ENTRIES SUPPLIED:

::::

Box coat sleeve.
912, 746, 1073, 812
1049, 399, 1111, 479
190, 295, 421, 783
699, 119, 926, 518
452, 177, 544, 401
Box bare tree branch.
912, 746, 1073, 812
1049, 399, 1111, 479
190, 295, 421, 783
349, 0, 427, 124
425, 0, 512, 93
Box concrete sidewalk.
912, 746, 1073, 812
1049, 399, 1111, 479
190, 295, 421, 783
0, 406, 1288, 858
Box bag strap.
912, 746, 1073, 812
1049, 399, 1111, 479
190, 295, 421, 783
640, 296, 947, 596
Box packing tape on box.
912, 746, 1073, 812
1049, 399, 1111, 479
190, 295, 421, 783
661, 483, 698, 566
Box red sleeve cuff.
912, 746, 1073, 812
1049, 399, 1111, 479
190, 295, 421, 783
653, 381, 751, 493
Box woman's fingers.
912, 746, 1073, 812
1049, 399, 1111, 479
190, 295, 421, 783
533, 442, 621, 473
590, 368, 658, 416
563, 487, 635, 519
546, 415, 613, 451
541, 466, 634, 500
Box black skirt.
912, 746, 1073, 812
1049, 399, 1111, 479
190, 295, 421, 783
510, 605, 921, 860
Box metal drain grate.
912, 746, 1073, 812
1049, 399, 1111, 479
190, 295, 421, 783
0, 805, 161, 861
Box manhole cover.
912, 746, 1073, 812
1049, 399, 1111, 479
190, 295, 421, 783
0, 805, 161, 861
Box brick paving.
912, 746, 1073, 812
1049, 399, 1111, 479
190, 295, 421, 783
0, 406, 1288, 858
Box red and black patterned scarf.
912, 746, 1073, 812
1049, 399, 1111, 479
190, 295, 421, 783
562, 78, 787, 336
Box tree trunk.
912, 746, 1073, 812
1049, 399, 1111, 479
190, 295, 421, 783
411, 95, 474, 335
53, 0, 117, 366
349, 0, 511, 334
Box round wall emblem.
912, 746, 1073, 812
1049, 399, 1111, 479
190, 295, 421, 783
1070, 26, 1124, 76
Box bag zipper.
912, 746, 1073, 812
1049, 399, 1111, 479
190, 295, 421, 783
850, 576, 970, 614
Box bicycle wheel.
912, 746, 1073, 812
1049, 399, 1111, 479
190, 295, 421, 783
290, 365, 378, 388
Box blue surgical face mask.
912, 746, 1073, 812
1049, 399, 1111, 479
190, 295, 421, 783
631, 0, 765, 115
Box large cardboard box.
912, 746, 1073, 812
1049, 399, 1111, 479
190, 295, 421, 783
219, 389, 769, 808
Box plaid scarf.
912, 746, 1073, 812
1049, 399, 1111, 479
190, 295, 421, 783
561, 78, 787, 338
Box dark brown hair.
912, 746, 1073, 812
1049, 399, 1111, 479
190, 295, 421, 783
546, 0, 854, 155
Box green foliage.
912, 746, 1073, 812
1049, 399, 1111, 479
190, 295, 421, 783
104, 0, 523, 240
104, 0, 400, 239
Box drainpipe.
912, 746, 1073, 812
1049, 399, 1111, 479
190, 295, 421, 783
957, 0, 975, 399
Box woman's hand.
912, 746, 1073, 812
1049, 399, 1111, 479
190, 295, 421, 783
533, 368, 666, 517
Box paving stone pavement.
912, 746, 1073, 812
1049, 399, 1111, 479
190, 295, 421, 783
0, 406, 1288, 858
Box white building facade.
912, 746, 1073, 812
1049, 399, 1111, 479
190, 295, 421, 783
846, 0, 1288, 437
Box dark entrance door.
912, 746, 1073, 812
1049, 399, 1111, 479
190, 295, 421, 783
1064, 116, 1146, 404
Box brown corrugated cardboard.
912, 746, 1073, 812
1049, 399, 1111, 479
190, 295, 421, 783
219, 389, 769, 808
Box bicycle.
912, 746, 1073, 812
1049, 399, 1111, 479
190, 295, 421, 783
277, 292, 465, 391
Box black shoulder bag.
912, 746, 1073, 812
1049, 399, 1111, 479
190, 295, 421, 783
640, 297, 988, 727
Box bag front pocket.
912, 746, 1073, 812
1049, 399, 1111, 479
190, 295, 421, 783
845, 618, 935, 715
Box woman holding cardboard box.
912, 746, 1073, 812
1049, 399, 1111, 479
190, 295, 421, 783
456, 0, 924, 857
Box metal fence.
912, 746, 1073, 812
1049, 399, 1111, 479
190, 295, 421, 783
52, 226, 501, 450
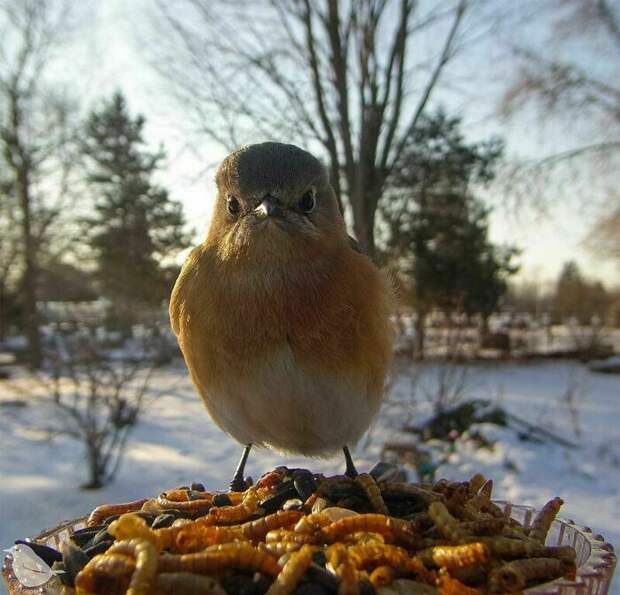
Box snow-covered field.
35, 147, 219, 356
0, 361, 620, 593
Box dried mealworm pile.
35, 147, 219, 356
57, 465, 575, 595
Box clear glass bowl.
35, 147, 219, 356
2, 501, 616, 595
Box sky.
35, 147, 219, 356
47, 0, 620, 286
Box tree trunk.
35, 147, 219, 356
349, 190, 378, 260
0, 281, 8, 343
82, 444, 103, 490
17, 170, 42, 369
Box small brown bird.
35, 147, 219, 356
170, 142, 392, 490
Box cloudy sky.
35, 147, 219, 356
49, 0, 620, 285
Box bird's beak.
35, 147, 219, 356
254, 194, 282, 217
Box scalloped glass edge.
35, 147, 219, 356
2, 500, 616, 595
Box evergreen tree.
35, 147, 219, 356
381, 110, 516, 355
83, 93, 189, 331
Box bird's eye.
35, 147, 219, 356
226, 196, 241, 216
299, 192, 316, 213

::::

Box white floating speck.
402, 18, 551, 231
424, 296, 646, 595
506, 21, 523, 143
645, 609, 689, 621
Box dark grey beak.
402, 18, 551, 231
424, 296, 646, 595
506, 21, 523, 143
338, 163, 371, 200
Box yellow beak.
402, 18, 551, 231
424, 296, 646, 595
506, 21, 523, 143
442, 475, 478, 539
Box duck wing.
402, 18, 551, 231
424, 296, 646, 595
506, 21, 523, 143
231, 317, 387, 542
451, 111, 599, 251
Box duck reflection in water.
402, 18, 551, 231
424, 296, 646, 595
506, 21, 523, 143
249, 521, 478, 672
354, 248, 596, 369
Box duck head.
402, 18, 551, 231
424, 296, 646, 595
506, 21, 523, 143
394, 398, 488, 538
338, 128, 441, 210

::::

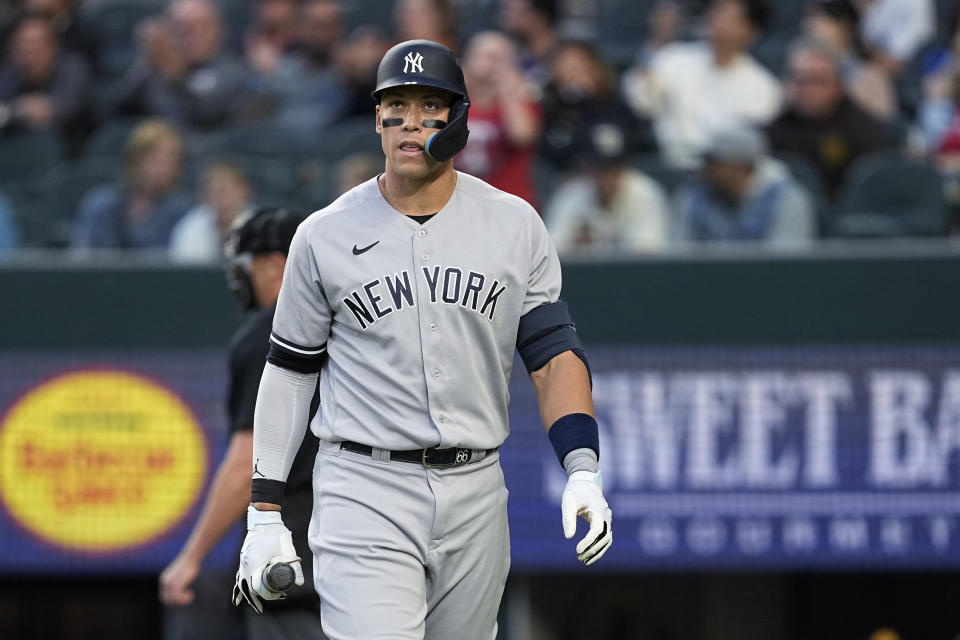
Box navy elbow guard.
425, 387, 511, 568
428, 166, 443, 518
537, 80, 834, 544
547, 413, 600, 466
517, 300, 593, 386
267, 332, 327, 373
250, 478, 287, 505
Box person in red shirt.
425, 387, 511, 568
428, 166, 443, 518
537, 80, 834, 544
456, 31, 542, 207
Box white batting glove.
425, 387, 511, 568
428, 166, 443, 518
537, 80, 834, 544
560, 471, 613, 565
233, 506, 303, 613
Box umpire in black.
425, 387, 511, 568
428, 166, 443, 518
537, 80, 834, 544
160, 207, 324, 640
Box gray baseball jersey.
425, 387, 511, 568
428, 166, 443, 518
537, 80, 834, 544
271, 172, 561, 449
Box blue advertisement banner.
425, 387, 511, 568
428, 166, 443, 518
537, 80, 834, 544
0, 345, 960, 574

::::

Pick out each line above that contains the word "duck" and copy it. Case matters, so count only matches with the same capitalization.

Box duck wing.
Box duck reflection in water.
Box duck head.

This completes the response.